Restate the records exactly. Include all of them.

Segment Start: Data section

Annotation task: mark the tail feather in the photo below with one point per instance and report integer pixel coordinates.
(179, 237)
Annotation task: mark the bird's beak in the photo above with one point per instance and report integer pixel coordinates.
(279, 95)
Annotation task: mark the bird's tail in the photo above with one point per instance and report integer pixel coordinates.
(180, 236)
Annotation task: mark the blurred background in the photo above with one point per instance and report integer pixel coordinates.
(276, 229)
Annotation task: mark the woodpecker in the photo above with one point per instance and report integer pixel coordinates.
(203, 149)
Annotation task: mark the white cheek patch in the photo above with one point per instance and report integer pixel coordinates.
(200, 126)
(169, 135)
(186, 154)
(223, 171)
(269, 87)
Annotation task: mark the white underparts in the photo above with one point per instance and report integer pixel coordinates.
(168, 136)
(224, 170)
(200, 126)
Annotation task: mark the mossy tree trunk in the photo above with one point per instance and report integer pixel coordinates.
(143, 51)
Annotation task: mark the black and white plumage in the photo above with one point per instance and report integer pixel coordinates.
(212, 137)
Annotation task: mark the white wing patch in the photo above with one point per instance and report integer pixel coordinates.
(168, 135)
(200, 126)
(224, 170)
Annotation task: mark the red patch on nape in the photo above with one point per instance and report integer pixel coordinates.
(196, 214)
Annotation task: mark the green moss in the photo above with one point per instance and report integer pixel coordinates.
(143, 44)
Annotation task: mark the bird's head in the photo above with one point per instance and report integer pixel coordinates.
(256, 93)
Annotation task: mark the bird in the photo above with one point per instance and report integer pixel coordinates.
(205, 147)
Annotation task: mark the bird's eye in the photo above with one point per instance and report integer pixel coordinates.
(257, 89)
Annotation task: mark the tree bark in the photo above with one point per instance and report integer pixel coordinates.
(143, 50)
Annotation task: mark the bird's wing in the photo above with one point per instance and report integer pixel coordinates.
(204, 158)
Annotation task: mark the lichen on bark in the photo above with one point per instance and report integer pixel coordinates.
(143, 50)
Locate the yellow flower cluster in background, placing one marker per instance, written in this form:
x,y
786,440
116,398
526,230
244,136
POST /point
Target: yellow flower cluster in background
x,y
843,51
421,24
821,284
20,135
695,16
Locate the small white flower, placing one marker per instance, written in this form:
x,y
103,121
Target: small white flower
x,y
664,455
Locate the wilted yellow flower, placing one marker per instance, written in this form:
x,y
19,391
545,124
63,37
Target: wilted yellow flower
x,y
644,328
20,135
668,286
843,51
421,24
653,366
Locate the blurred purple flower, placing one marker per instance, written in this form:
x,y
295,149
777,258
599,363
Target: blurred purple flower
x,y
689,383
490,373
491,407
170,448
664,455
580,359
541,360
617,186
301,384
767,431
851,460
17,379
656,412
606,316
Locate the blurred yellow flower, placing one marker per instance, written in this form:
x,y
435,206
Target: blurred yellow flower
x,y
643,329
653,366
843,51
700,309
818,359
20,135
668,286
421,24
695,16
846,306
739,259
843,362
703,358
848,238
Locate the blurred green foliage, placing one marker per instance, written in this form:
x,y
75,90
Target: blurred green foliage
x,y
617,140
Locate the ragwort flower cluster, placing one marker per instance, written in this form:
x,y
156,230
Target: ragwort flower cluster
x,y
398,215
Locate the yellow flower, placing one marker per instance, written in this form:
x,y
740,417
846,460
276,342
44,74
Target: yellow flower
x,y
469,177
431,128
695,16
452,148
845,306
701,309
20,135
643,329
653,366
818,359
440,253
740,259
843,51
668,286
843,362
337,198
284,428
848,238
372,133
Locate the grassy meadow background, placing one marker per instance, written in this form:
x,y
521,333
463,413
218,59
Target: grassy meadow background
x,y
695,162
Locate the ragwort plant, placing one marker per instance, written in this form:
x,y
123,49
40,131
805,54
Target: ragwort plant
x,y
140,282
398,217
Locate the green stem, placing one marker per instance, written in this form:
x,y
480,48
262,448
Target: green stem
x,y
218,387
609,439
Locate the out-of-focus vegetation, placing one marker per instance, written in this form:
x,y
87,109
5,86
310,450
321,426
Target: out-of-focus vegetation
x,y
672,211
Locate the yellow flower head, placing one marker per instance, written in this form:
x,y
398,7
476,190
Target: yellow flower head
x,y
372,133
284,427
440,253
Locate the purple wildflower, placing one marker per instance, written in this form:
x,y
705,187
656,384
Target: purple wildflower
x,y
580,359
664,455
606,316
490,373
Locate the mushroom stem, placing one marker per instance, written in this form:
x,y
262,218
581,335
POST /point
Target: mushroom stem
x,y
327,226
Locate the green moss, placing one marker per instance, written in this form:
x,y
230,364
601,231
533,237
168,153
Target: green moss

Segment End: Data section

Written response:
Annotation task: mark the tail feather in the photo below with one point per instance and report integer pixel coordinates.
(179, 237)
Annotation task: mark the bird's beak in the photo above with one point per instance and report integer pixel coordinates.
(279, 95)
Annotation task: mark the bird's tail in the photo above with one point per instance and report integer pixel coordinates.
(180, 236)
Annotation task: mark the blurred background in the photo above with one point per instance and report integer pixel coordinates.
(276, 229)
Annotation task: mark the woodpecker in the photo above with one point per instance and report integer pixel coordinates.
(203, 149)
Annotation task: mark the white cheek patch in the photo above with one point per instance and report integer pixel coordinates.
(200, 126)
(169, 135)
(186, 154)
(223, 171)
(269, 87)
Annotation task: mark the white underparts in the photo above with one point per instance and report integer pixel coordinates.
(168, 136)
(224, 170)
(200, 126)
Annotation task: mark the mossy tree trunk in the photo above with one point per instance and report integer pixel coordinates.
(143, 51)
Annotation task: mark the black and white plumage in the photo above with one point per instance and report integer pixel coordinates.
(212, 137)
Annotation task: mark the white wing patch in the photo above with one point per instance and report integer pixel coordinates.
(168, 135)
(200, 126)
(224, 170)
Annotation task: mark the red patch on nape in the photo above with one point per instance and report integer pixel coordinates.
(196, 214)
Annotation task: mark the green moss in the photo above with one point per instance and report integer pixel coordinates.
(143, 44)
Annotation task: mark the bird's head in the photo above with one point per instance and report integer pixel coordinates.
(256, 93)
Annotation task: mark the bird in the photo above with one point per instance and report integer pixel coordinates.
(205, 147)
Annotation task: mark the bird's eye in the photo above with one point per instance and report integer pixel coordinates.
(257, 89)
Annotation task: mark the tree bark in the photo above with one point per instance and report integer pixel coordinates.
(143, 50)
Annotation task: mark the bird's wing in the photo above with one point per instance and report integer pixel coordinates.
(204, 158)
Annotation task: mark the lichen on bark in the photo above with one point per instance and report integer pixel coordinates.
(143, 50)
Locate the yellow flower cluster in background, placing one marker per instance, written in this form:
x,y
786,440
116,398
526,230
244,136
POST /point
Target: yellow flower cluster in background
x,y
843,51
421,24
821,284
20,135
695,16
Locate the small white flower, placing one marker per instance, written in this form:
x,y
103,121
Target: small white flower
x,y
664,455
Locate the wilted yellow flower, placing one marker per instance, written in this form:
x,y
19,391
545,124
63,37
Target: wilted yellow flower
x,y
644,328
20,135
668,286
843,51
421,24
653,366
Locate the blurred purple flower, placing one marker per instance, written in this form:
x,y
295,149
777,258
599,363
Target: blurred purple flower
x,y
689,383
490,373
491,407
170,448
664,455
580,359
541,360
617,186
301,384
767,431
851,460
17,379
656,412
606,316
Locate the blurred yellow flower, placing one marker per instance, written in this form:
x,y
435,206
Target: blurred yellow flower
x,y
643,329
653,366
843,51
700,309
818,359
20,135
668,286
421,24
695,16
846,306
739,259
843,362
703,358
848,238
Locate the blurred green foliage, placing one marker per instance, written in this form:
x,y
75,90
Target: blurred green foliage
x,y
617,140
Locate the ragwort flower cluster, placing one marker per instance, written in this form:
x,y
156,230
Target: ragwort flower cluster
x,y
398,215
Locate the yellow flower, placing one marker per instance, written in this form:
x,y
740,417
846,460
276,342
44,74
Target: yellow flower
x,y
469,177
431,128
695,16
452,148
845,306
701,309
20,135
643,329
653,366
818,359
440,253
740,259
843,51
668,286
843,362
337,198
284,428
848,238
372,133
Locate the grassy meadow background, placing one marker per instance, written in this form:
x,y
521,333
463,413
218,59
Target: grassy meadow background
x,y
695,162
Locate the ragwort plant, placing one marker per instance, written in this form:
x,y
123,49
40,131
805,54
Target: ragwort plant
x,y
140,282
398,217
Locate the green stem, placing one marker per instance, written in this form:
x,y
480,48
262,448
Target: green stem
x,y
218,387
609,439
Locate the out-of-focus vegetation, placing one marker per instance, written in this form:
x,y
87,109
5,86
310,450
321,426
Target: out-of-focus vegetation
x,y
672,211
Locate the yellow flower head, placing one marker per instance, written in this form:
x,y
398,7
476,190
Target: yellow flower head
x,y
372,133
284,427
440,253
Locate the purple wildflower, placing one marker per instance, written in this form:
x,y
705,187
656,384
Target: purple wildflower
x,y
580,359
664,455
606,316
490,373
Locate the mushroom stem, placing one marker per instance, written in this form:
x,y
262,218
581,335
POST /point
Target: mushroom stem
x,y
327,226
Locate the green moss, placing one marker per instance, written in this form:
x,y
230,364
601,231
533,237
168,153
Target: green moss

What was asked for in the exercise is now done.